##### DATA SHOWN #####

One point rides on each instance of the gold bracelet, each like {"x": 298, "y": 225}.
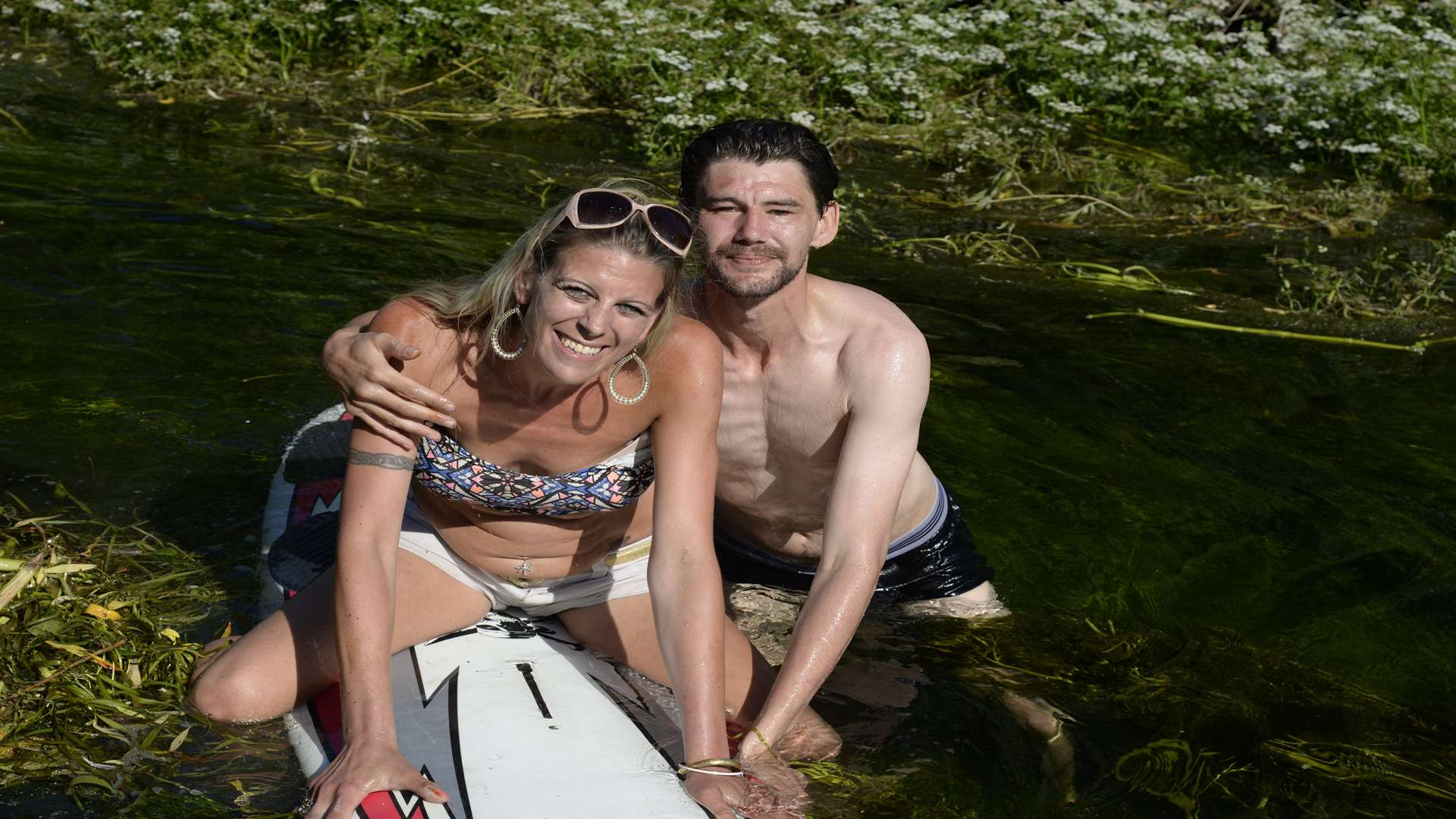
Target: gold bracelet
{"x": 734, "y": 768}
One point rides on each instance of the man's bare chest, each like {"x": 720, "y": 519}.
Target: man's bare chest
{"x": 772, "y": 422}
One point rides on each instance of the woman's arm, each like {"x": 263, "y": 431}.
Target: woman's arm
{"x": 375, "y": 487}
{"x": 683, "y": 576}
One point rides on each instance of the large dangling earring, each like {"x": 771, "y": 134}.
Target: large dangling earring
{"x": 495, "y": 334}
{"x": 612, "y": 381}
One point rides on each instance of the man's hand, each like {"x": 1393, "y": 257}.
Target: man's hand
{"x": 392, "y": 406}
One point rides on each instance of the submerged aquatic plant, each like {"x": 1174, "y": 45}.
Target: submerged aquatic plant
{"x": 93, "y": 665}
{"x": 1204, "y": 719}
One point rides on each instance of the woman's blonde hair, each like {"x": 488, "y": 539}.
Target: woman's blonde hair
{"x": 472, "y": 302}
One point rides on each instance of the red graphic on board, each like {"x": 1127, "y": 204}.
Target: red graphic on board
{"x": 310, "y": 496}
{"x": 328, "y": 719}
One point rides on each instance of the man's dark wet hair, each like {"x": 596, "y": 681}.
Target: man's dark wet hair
{"x": 759, "y": 142}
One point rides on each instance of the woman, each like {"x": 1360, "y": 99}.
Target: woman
{"x": 573, "y": 388}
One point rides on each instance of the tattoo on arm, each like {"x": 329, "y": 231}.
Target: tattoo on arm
{"x": 382, "y": 460}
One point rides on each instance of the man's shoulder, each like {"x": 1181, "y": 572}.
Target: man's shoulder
{"x": 875, "y": 333}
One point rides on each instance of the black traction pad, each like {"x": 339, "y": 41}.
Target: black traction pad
{"x": 305, "y": 551}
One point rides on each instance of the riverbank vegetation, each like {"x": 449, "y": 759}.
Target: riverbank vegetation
{"x": 93, "y": 661}
{"x": 1117, "y": 99}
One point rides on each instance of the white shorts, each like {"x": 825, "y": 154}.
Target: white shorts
{"x": 620, "y": 573}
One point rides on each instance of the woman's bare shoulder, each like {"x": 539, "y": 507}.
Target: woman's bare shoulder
{"x": 691, "y": 338}
{"x": 406, "y": 318}
{"x": 414, "y": 322}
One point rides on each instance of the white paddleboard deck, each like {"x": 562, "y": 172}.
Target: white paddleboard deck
{"x": 510, "y": 717}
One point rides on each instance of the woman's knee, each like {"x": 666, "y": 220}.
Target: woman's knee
{"x": 229, "y": 694}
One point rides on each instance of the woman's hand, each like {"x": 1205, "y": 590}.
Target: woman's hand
{"x": 775, "y": 790}
{"x": 718, "y": 795}
{"x": 362, "y": 770}
{"x": 389, "y": 404}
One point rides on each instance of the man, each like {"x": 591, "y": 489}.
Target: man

#####

* _DIRECTIONS_
Please rewrite all the rows above, replacing "Target" with "Label" and keeping everything else the same. Leave out the pictures.

* _THE COMPLETED TASK_
One point rides on each instance of the gold bracelet, each like {"x": 298, "y": 225}.
Label: gold bracelet
{"x": 734, "y": 768}
One point rides on each instance of the man's bare chest, each like {"x": 720, "y": 519}.
Label: man's bare chest
{"x": 772, "y": 422}
One point rides on each instance of the woman's arm, each like {"x": 263, "y": 431}.
Label: woman's arm
{"x": 375, "y": 487}
{"x": 683, "y": 576}
One point rides on each instance of the large dangling earring, each like {"x": 771, "y": 134}.
Label: large dangling earring
{"x": 495, "y": 334}
{"x": 612, "y": 381}
One point rides on each instance of the man's hand, each like {"x": 1393, "y": 257}.
Label: man's hand
{"x": 392, "y": 406}
One point rides on each instance of the submerged aquatic plant, each like {"x": 1174, "y": 45}.
Label: submerged aquatic plant
{"x": 93, "y": 665}
{"x": 1204, "y": 719}
One point rides on each instance of the woman's blonde hair, each like {"x": 488, "y": 539}.
Label: woman's blonde hair
{"x": 472, "y": 302}
One point rides on each instance of the red graphic on board, each like {"x": 1127, "y": 204}.
Label: red graphic on board
{"x": 310, "y": 496}
{"x": 328, "y": 719}
One point rides on each instance of the man's dark wet hair, each like {"x": 596, "y": 681}.
Label: man's dark wet hair
{"x": 759, "y": 142}
One point rides on each instance of the woman, each like {"x": 1360, "y": 99}.
Label: woman
{"x": 573, "y": 388}
One point rides on each instance of the tattoo on arm, each like {"x": 329, "y": 231}.
Label: tattoo on arm
{"x": 382, "y": 460}
One point rides on each instance of the man's shoulder, each like {"x": 1181, "y": 572}.
Label: man's shoulder
{"x": 875, "y": 333}
One point rides on each instance of the black traction pad, each like {"x": 339, "y": 41}.
Label: black traction pad
{"x": 305, "y": 551}
One point rides on each instance of the riverbank vegetation, each like {"x": 449, "y": 759}.
Label: riverbank vegetation
{"x": 93, "y": 661}
{"x": 1117, "y": 99}
One point rides on each instance of the white shorts, each like {"x": 825, "y": 154}.
Label: white shorts
{"x": 620, "y": 573}
One point rides on each instance of the woman's bare shoulder, each like {"x": 539, "y": 507}.
Label: woman's bare shoulder
{"x": 691, "y": 338}
{"x": 406, "y": 318}
{"x": 414, "y": 322}
One point rides on each instance of the white paddleboard deck, each like {"x": 562, "y": 172}.
Label: white paddleboard deck
{"x": 510, "y": 717}
One point rides on each instance of the woman's knee, each like {"x": 666, "y": 220}.
Label: woman's knee
{"x": 229, "y": 694}
One point rides on each instance of the woman's hand, each like {"x": 1205, "y": 590}.
Label: woman's hand
{"x": 775, "y": 790}
{"x": 718, "y": 795}
{"x": 362, "y": 770}
{"x": 389, "y": 404}
One point rides on each instance of the man, each like {"x": 591, "y": 489}.
Label: man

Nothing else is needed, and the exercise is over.